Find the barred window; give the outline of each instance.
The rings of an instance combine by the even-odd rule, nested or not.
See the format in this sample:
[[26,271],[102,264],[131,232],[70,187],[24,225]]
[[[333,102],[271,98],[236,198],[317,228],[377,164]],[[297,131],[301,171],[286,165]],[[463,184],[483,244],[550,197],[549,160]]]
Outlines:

----------------

§ **Required work**:
Please write out the rows above again, swapping "barred window" for "arched doorway" and leaving everything else the same.

§ **Response**:
Find the arched doorway; give the outline of each instance.
The rings of an instance combine by the even-odd rule, nested or not.
See the format in this sample:
[[26,271],[102,264],[131,232],[70,187],[24,225]]
[[[333,102],[271,98],[236,198],[317,228],[377,164]],[[297,131],[301,171],[286,165]],[[463,184],[483,244],[550,197],[549,160]]]
Outlines:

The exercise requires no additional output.